• PROBLEM TO SOLVE:
Return verbatim the run of lines that opens with the line holding "In this exercise you will tag the white sea" and closes with the last line of the records.

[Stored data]
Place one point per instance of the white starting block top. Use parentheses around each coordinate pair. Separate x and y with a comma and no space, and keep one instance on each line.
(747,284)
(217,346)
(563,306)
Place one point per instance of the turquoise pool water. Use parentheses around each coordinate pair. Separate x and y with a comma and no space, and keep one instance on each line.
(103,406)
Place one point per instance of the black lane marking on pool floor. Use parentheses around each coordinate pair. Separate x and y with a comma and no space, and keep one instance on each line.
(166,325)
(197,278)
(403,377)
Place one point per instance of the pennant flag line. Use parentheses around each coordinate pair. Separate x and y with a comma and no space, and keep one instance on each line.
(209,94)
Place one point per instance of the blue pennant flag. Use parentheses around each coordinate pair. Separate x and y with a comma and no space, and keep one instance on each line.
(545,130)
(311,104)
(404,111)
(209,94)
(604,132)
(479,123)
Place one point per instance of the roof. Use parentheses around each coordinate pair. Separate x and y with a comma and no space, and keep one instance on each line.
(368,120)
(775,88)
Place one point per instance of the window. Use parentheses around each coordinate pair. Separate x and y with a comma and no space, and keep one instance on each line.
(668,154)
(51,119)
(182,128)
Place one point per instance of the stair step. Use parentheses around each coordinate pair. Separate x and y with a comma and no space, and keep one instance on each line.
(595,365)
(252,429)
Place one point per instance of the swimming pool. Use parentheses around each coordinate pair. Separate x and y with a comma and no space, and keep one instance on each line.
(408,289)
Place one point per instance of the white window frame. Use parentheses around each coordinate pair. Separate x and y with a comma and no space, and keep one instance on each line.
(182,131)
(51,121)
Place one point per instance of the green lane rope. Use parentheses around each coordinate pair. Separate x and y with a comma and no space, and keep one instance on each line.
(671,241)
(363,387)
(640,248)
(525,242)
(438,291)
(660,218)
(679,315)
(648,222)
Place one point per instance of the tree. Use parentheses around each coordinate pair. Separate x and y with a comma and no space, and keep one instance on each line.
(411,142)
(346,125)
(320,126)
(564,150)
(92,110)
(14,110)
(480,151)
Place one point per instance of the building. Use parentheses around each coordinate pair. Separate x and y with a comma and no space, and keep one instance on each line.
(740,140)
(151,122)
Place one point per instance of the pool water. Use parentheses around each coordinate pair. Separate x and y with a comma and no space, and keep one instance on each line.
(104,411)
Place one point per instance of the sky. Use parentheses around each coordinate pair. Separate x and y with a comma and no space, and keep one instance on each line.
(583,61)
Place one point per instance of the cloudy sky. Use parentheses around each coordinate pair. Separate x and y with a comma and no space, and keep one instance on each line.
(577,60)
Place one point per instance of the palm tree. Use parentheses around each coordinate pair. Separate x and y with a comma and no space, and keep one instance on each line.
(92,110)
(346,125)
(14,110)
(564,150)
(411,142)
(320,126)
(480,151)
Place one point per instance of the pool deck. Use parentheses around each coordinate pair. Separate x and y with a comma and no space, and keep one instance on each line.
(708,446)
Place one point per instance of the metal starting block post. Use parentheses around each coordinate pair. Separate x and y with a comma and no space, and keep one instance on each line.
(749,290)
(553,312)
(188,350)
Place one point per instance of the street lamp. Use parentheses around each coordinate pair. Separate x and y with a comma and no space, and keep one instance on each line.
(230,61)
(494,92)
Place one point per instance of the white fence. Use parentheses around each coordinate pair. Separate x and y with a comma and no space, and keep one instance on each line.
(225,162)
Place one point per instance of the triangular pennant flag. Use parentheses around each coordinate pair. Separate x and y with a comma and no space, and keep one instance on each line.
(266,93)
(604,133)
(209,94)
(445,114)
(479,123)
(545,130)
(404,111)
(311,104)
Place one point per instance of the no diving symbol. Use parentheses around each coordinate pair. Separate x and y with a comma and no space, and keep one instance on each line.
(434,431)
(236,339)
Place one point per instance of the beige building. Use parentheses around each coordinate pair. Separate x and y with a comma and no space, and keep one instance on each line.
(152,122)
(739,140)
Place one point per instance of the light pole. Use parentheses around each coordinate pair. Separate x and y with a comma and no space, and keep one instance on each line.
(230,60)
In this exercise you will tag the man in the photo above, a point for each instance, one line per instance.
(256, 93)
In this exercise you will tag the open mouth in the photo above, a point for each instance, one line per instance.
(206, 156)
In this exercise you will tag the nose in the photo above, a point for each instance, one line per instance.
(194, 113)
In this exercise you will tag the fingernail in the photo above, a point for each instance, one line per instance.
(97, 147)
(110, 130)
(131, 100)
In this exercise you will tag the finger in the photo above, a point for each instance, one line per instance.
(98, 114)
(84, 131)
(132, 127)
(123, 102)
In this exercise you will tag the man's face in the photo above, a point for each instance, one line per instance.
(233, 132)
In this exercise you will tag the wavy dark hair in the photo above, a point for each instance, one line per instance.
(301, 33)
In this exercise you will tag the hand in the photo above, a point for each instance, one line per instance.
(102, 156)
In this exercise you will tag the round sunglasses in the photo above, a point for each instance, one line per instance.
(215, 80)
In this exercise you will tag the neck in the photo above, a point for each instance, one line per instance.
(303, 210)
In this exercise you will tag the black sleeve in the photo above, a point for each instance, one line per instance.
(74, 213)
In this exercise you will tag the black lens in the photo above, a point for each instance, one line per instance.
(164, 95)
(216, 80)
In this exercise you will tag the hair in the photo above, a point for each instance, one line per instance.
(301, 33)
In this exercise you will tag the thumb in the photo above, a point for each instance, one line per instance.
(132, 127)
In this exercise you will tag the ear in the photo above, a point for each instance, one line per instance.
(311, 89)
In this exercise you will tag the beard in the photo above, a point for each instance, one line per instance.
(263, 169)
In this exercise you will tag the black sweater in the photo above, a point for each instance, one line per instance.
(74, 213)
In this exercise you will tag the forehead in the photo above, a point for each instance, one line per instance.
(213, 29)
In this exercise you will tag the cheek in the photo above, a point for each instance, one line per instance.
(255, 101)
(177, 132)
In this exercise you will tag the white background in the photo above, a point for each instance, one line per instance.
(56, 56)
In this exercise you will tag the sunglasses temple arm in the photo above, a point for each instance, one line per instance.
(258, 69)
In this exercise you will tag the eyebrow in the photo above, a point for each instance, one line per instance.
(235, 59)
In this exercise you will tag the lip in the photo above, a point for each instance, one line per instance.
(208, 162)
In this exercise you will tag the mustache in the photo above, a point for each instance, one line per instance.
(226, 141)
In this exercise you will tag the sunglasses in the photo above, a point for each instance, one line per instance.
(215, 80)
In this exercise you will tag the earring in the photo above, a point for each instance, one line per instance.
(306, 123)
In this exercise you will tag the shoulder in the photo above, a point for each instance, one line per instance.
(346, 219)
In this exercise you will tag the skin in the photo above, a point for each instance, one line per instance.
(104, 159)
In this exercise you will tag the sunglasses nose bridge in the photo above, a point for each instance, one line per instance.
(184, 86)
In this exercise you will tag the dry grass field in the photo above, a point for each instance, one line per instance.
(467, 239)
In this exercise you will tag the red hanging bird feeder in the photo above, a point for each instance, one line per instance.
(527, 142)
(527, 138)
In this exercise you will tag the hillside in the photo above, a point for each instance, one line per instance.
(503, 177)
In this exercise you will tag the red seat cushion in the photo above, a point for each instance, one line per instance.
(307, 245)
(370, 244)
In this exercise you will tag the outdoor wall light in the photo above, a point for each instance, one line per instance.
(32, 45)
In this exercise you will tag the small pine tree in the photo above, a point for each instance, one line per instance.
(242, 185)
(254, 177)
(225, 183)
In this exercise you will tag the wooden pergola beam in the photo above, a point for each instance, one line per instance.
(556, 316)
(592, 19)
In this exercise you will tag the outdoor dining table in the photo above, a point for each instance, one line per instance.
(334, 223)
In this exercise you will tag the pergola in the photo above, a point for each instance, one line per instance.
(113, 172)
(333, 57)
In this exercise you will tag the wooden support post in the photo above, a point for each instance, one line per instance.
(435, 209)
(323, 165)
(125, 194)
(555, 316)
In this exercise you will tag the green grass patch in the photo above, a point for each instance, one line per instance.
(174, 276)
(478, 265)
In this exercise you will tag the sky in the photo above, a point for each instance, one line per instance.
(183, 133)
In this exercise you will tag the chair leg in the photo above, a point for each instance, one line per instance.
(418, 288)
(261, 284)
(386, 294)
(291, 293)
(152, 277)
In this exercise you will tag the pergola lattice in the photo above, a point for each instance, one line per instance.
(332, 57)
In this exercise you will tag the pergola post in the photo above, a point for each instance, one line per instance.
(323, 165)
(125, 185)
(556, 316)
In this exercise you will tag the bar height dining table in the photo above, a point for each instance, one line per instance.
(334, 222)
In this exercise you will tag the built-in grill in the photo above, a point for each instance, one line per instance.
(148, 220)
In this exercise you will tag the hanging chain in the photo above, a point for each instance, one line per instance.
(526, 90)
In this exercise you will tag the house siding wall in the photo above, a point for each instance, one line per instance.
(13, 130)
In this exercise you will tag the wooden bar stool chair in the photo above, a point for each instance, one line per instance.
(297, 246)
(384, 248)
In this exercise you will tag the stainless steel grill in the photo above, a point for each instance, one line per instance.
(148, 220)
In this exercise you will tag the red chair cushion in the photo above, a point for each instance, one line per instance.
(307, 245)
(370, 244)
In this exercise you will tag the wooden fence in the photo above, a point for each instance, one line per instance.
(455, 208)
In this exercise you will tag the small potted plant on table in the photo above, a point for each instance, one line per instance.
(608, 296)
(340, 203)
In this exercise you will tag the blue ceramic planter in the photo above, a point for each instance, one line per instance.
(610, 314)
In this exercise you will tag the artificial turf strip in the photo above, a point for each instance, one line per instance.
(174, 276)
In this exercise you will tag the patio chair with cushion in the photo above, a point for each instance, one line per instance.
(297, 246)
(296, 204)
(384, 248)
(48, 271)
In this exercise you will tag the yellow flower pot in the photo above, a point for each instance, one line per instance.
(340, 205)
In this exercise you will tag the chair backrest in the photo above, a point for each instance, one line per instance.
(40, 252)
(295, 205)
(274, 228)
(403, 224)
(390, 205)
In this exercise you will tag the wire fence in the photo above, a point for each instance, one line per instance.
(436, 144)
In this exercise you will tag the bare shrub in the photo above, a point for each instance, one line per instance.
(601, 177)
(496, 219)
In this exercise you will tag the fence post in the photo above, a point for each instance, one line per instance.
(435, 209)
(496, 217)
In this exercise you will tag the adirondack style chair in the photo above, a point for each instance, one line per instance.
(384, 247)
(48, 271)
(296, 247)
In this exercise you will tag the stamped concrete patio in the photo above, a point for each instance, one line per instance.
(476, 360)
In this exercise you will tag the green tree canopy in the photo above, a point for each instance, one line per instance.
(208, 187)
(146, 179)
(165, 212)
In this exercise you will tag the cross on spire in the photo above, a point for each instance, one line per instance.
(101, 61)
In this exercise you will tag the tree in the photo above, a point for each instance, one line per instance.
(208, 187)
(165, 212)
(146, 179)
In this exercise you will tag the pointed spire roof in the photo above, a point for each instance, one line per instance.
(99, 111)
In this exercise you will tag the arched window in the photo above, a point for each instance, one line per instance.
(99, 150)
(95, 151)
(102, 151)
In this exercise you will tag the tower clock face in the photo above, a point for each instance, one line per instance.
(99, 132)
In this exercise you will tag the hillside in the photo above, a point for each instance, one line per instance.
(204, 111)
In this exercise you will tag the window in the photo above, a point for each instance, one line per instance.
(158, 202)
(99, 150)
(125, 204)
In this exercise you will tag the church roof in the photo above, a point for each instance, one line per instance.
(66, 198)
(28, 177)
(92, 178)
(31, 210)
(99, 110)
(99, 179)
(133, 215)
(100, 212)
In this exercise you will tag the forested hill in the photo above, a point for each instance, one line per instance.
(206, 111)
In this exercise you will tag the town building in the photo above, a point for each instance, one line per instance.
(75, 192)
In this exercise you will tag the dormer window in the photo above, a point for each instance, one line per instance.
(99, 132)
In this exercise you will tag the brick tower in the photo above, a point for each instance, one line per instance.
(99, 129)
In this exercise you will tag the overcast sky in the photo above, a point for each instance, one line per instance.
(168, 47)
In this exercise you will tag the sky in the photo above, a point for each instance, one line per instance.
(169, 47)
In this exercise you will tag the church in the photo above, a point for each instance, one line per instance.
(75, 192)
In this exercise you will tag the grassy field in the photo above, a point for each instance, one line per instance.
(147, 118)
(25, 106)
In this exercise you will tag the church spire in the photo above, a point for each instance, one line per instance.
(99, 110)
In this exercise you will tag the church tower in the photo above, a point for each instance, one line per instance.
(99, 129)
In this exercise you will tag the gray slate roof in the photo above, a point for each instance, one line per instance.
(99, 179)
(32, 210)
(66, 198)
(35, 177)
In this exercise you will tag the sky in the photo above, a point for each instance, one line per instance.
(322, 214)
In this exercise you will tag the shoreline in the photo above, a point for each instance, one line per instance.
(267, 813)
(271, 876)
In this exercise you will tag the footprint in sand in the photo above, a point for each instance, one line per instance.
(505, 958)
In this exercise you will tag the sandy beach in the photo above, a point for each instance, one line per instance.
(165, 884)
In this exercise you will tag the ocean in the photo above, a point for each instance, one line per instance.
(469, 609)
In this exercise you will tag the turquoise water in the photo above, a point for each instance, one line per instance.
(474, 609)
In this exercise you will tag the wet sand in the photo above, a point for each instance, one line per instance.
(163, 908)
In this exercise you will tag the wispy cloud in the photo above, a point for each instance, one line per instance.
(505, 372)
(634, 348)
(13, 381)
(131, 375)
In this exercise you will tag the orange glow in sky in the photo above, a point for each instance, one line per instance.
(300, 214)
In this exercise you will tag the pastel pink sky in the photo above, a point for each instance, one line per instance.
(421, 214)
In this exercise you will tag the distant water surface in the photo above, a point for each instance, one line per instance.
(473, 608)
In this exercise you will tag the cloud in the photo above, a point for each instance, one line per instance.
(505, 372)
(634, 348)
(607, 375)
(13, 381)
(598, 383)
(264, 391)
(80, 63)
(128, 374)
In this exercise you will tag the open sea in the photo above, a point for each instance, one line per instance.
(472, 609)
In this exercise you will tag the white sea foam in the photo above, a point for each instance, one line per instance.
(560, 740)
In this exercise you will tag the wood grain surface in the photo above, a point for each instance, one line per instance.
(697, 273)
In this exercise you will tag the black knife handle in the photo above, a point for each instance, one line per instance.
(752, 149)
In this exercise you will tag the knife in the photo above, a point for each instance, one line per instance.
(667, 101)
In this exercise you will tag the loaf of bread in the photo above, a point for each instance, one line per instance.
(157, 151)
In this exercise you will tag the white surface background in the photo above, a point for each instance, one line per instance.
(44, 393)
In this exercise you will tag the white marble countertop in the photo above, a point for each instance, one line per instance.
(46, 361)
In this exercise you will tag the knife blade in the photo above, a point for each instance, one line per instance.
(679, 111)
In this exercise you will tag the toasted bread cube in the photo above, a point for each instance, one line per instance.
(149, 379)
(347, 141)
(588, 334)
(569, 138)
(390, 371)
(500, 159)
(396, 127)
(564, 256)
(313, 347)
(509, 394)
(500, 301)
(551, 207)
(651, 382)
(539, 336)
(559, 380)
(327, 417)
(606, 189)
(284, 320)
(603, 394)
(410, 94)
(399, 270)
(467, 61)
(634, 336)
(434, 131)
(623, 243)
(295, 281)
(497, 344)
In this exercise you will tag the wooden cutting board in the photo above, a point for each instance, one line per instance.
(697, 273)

• FULL SOLUTION:
In this exercise you will tag the white sea foam in the photo above, a point for each instance, one line per instance.
(560, 740)
In this exercise you will tag the wood grain surface in the photo above, a point for each instance, one line per instance.
(697, 273)
In this exercise you will tag the black knife handle in the photo above, a point for each instance, one line per instance.
(752, 149)
In this exercise you will tag the knife in the photo above, a point for each instance, one line per instance.
(667, 101)
In this exercise you will tag the loaf of bread in the photo above, a point for each instance, one line per instance.
(157, 151)
In this exercise you will tag the white surface background in the photo above, a point for each instance, one line per instance.
(44, 393)
In this exercise you will tag the white marble countertop in the photo above, a point for each instance, one line per instance.
(46, 361)
In this exercise you will tag the knife blade in the photo above, a point for each instance, one line per instance.
(679, 111)
In this exercise you will tag the toasted bread cube in the photo above, a point for each instance, one line per instance.
(149, 379)
(347, 141)
(588, 334)
(569, 138)
(390, 371)
(500, 159)
(396, 127)
(564, 256)
(313, 347)
(509, 394)
(500, 301)
(551, 207)
(651, 382)
(539, 336)
(559, 380)
(327, 417)
(606, 189)
(284, 320)
(603, 394)
(410, 94)
(399, 270)
(467, 61)
(634, 336)
(434, 131)
(623, 243)
(295, 281)
(497, 344)
In this exercise you will tag the wooden cutting board in the photo above, a point for each instance, one line per instance.
(697, 273)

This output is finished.